-- About this task --
Return the lines below exactly, starting with the line that contains "Task: set a dot on every instance of the white upper" and stopping after the last line.

====

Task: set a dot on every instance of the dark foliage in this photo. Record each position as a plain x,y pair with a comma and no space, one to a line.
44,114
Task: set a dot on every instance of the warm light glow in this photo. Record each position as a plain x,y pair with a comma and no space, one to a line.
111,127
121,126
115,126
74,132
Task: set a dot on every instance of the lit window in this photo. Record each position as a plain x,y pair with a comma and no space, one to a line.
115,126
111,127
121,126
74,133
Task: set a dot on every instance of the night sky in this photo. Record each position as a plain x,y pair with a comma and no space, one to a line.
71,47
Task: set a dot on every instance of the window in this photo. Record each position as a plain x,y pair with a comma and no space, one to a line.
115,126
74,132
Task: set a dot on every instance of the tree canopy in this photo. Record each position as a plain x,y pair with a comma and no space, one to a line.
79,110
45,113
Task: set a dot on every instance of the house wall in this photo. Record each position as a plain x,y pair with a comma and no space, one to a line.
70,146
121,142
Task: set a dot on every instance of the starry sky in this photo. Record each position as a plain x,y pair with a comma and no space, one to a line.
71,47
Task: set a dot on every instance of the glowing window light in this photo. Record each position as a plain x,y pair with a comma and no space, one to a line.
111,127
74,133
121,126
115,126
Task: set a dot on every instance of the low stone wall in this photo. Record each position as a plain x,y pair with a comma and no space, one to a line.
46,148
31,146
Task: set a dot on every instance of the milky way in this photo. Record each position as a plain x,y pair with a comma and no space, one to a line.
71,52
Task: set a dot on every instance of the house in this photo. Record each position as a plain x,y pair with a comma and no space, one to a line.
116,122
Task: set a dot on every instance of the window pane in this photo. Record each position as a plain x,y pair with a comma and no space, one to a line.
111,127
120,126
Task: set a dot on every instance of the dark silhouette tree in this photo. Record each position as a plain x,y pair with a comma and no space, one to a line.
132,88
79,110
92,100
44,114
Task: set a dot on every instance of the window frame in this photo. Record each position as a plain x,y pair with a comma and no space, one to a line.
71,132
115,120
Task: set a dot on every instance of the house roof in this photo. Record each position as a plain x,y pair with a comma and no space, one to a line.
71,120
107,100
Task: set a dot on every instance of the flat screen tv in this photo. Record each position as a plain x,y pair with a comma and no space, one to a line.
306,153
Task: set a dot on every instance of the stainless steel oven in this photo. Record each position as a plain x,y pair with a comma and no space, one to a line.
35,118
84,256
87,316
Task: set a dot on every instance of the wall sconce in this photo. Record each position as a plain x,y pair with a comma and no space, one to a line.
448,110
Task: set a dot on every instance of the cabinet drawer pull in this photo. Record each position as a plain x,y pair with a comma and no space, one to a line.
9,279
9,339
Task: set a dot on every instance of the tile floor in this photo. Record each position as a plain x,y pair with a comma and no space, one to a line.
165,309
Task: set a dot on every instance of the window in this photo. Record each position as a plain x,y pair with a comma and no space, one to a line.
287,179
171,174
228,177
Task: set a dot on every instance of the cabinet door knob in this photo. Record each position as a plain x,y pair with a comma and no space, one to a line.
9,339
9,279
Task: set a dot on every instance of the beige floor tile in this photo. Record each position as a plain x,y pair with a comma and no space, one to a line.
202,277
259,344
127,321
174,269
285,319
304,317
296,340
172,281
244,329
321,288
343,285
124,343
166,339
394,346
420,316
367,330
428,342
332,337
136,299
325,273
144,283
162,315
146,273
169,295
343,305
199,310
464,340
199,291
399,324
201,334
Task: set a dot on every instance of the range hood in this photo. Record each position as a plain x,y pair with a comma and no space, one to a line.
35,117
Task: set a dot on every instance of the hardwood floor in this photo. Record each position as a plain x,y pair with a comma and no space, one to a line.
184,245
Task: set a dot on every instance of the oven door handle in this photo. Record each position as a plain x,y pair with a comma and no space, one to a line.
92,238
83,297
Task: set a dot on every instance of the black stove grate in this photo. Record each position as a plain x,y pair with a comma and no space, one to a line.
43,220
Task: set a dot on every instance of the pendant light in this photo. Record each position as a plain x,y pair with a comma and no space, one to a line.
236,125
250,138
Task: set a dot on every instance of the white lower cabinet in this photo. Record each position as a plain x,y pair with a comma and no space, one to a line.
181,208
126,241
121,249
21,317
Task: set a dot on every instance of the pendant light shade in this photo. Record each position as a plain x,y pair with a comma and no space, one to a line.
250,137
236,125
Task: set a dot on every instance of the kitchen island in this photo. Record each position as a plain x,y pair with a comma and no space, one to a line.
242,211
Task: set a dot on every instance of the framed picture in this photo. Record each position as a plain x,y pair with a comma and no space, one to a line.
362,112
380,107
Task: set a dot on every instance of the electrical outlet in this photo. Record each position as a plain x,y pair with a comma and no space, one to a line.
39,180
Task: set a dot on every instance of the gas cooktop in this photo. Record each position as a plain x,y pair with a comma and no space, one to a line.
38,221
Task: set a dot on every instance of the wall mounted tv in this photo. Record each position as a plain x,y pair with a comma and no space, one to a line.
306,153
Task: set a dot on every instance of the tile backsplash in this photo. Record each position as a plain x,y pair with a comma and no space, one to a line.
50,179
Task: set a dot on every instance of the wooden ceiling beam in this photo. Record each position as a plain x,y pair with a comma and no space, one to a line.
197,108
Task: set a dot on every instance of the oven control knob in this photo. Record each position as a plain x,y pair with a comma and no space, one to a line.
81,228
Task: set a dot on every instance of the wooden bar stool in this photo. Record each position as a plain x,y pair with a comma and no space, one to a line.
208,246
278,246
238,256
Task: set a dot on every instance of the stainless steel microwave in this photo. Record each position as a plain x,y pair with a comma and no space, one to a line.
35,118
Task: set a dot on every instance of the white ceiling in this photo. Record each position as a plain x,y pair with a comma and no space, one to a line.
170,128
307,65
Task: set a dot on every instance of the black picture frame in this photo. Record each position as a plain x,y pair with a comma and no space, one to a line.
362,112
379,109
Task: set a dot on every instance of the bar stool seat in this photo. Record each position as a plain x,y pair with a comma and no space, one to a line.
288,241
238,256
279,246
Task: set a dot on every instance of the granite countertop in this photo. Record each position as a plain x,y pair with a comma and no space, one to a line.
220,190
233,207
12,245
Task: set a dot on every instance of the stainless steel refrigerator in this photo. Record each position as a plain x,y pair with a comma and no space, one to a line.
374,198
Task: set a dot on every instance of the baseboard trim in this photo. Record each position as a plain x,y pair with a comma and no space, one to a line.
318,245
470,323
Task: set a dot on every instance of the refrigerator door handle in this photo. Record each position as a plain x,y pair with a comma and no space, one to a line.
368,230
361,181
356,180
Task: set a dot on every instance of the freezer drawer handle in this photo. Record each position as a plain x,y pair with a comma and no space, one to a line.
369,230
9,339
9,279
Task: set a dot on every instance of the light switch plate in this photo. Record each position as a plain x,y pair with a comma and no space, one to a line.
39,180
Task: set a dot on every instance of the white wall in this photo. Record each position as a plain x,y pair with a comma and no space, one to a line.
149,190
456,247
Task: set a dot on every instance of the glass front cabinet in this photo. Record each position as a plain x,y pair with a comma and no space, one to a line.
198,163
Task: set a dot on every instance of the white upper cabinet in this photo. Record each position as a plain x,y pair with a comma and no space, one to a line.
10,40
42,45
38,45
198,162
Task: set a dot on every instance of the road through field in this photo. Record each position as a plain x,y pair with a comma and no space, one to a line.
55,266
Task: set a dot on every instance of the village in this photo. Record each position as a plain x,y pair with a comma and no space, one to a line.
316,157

====

-- Task result --
Task: set a dot on every instance of the white upper cabinet in this photo. Record each position as a plain x,y pair with a comma and no space, one to a line.
10,40
42,45
38,45
198,162
Task: set a dot on every instance of the road through field in this photo. Record each position as a plain x,y pair with a comma and no space, one to a line.
55,266
Task: set a dot on every instance of the village in this photo. Record each position as a plain x,y pair with a comma and no space, one to a line.
316,157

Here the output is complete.